**Aim of the task**
Starting with the line that has "Target: hand" in the records below and ending with the line that has "One point belongs to each instance of the burning", output those lines exactly and nothing more; omit the pictures.

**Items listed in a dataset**
↓
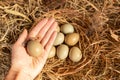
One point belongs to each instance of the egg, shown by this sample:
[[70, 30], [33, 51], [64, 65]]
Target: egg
[[75, 54], [34, 48], [58, 29], [52, 52], [59, 39], [72, 39], [62, 51], [67, 28]]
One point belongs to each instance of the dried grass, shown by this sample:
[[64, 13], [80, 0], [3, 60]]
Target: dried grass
[[96, 21]]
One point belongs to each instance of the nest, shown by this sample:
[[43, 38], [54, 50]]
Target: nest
[[97, 23]]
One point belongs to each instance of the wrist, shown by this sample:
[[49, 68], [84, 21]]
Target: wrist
[[15, 74]]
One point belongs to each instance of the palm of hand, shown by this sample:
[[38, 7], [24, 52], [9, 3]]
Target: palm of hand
[[21, 60]]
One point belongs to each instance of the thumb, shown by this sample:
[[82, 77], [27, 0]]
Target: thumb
[[22, 37]]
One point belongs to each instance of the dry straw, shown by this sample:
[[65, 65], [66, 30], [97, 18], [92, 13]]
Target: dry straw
[[96, 21]]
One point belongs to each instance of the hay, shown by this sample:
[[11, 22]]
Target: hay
[[96, 21]]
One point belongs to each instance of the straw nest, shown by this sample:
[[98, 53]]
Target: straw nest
[[96, 21]]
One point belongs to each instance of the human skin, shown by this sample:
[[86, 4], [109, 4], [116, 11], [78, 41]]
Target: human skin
[[24, 66]]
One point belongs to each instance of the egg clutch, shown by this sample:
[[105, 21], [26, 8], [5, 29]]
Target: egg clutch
[[63, 46]]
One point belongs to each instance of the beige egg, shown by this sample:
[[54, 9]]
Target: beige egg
[[67, 28], [62, 51], [75, 54], [72, 39], [58, 29], [34, 48], [52, 52], [59, 39]]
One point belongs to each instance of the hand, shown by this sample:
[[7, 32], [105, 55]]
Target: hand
[[21, 60]]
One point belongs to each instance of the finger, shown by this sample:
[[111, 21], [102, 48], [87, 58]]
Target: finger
[[37, 28], [49, 33], [51, 41], [22, 37], [43, 31]]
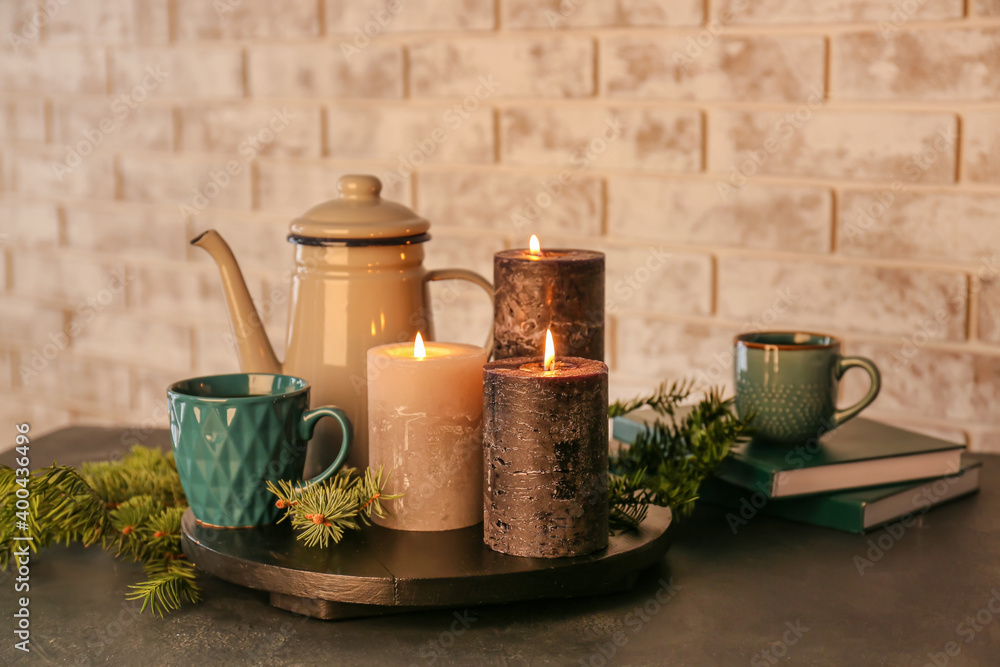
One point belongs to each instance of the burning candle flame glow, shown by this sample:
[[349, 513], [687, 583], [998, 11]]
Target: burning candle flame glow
[[418, 348], [534, 247], [550, 352]]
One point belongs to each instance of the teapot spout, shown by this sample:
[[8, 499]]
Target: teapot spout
[[252, 345]]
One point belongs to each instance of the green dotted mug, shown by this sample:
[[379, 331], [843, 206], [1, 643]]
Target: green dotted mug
[[789, 380], [234, 433]]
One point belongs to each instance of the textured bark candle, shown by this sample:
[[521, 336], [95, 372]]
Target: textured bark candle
[[545, 450], [561, 290], [425, 429]]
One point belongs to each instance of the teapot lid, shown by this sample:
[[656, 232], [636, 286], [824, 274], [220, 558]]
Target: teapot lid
[[359, 217]]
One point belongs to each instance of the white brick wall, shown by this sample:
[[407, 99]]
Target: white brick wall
[[833, 165]]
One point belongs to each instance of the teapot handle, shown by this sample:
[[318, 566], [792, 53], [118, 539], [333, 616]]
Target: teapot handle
[[472, 277]]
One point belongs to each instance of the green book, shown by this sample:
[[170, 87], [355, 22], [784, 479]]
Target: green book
[[861, 453], [855, 511]]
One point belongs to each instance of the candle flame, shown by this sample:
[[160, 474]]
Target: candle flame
[[418, 348], [550, 352], [534, 247]]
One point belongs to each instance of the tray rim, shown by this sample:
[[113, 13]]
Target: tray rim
[[534, 578]]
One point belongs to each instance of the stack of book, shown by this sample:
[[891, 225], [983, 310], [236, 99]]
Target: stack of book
[[858, 477]]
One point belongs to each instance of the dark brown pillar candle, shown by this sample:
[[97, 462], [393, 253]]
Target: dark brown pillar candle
[[545, 442], [561, 290]]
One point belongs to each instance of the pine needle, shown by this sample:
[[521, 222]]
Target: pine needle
[[673, 456], [323, 513]]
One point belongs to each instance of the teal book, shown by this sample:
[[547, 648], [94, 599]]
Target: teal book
[[861, 453], [855, 511]]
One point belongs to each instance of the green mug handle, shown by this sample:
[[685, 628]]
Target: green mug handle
[[841, 416], [308, 424]]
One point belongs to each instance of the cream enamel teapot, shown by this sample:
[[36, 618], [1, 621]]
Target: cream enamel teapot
[[358, 282]]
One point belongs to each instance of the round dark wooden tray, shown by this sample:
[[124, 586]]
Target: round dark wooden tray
[[378, 571]]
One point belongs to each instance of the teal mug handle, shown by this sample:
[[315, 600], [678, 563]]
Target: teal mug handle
[[841, 416], [308, 424]]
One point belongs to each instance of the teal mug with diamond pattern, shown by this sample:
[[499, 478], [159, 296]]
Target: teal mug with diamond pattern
[[789, 380], [233, 433]]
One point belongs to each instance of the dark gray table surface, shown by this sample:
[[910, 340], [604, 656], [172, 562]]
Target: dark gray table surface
[[772, 593]]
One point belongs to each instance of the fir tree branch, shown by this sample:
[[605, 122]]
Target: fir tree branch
[[673, 455], [322, 513]]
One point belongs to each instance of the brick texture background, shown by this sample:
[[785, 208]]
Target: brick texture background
[[745, 164]]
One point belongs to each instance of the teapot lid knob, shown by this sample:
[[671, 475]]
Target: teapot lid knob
[[359, 186]]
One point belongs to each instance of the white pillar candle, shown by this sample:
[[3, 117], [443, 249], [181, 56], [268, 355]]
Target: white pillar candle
[[425, 428]]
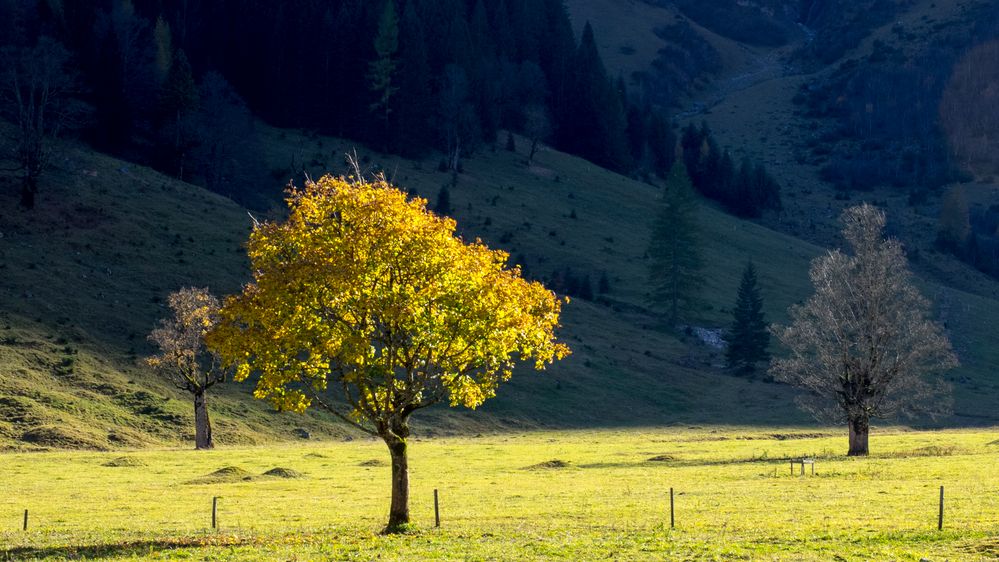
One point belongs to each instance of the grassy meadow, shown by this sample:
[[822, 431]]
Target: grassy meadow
[[578, 495]]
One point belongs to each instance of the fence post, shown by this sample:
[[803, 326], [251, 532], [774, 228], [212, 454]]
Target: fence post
[[437, 510], [940, 516], [672, 519]]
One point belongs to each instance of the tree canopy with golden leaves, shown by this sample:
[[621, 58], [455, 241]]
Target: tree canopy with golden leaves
[[364, 298]]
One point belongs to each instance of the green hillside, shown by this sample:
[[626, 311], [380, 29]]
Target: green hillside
[[85, 276]]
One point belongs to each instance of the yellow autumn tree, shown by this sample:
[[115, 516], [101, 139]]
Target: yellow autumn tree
[[367, 305]]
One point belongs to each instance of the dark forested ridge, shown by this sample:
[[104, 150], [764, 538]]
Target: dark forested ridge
[[173, 83]]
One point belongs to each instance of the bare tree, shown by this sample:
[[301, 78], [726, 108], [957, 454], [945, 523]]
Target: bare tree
[[36, 93], [861, 344], [459, 125], [184, 360], [537, 127]]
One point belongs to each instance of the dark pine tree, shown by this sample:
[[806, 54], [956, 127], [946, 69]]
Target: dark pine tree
[[675, 251], [748, 337], [415, 99]]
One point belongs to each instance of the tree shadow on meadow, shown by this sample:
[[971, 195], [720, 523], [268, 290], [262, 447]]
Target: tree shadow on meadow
[[120, 549]]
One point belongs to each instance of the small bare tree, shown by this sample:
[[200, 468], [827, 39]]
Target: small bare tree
[[537, 127], [862, 343], [184, 360], [36, 93]]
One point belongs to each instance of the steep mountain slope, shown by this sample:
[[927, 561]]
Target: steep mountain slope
[[83, 279], [750, 106]]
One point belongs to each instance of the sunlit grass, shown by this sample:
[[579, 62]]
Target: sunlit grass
[[735, 499]]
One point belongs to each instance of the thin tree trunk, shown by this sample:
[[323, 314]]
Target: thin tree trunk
[[29, 187], [202, 425], [859, 429], [399, 510]]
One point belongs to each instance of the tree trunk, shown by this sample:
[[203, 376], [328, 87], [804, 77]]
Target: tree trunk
[[399, 510], [29, 187], [202, 425], [860, 427]]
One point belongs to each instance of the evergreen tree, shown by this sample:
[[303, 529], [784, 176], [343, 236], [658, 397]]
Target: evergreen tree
[[163, 46], [382, 70], [954, 228], [592, 124], [178, 102], [748, 337], [443, 206], [416, 101], [674, 251]]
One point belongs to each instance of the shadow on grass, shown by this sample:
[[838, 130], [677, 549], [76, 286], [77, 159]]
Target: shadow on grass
[[668, 461], [119, 549]]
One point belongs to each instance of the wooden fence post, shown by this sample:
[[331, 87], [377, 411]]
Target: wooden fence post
[[940, 516], [437, 510], [672, 519]]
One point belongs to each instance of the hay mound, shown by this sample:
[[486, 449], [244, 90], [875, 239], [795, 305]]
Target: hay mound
[[124, 462], [547, 465], [223, 475], [280, 472], [662, 458], [63, 438]]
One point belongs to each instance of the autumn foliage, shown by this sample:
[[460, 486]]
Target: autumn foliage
[[364, 298]]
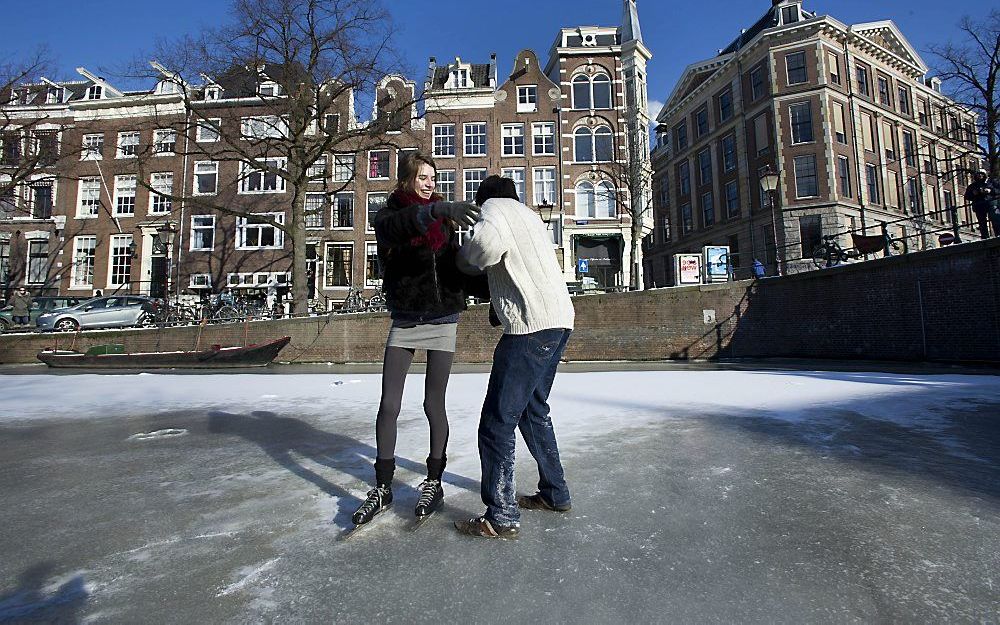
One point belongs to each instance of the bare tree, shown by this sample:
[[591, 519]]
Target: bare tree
[[970, 69], [292, 69]]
↑
**Result below**
Target: hand
[[21, 60]]
One point belongs to each instance of the finger, shown by this sample:
[[111, 21], [102, 48], [87, 58]]
Target: finger
[[37, 28], [49, 33], [51, 41], [22, 37], [43, 31]]
One point belongs to each instance of the burning candle flame glow, shown by this sample:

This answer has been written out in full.